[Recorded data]
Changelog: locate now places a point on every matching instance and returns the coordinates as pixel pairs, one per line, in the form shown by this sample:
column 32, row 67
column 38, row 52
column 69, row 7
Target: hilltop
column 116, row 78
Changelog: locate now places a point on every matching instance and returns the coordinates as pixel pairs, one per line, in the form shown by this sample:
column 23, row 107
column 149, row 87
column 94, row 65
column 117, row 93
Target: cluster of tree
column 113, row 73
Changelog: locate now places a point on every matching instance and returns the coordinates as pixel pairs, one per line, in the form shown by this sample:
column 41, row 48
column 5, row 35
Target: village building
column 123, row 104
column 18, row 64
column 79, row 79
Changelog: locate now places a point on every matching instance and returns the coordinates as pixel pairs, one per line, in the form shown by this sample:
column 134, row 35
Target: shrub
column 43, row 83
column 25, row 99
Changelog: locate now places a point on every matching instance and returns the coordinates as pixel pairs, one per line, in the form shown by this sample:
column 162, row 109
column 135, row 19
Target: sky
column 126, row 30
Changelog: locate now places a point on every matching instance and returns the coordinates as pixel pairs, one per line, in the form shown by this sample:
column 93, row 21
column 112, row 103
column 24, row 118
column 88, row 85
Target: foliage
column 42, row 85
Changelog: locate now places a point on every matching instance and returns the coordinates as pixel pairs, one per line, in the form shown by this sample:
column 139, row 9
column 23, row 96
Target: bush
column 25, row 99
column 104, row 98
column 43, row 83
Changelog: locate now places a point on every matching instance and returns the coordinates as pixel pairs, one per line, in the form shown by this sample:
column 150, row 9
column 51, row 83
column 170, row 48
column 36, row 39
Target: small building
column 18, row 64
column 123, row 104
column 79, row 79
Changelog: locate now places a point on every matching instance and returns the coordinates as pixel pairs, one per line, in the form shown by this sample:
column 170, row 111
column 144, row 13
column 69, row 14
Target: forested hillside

(What you need to do): Only the span from the line with "column 144, row 13" through the final line of the records goes in the output, each line unchanged.

(Answer box):
column 144, row 13
column 69, row 14
Target: forested hillside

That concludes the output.